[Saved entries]
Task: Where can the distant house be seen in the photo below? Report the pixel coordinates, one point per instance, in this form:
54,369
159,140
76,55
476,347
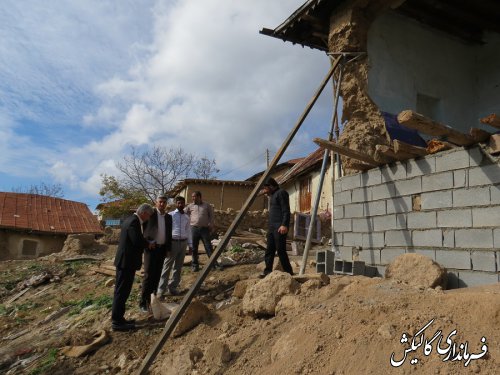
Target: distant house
221,194
34,225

**PROBLEM REQUIREMENTS**: Omit the pictures, then quote the rest of the material above exactly.

**OUTPUT**:
Task: Where can the distant house be seen in the photo below? Report the pixel coordinates, one point per instance, in this form:
54,369
159,140
76,55
476,347
Target: distant house
221,194
34,225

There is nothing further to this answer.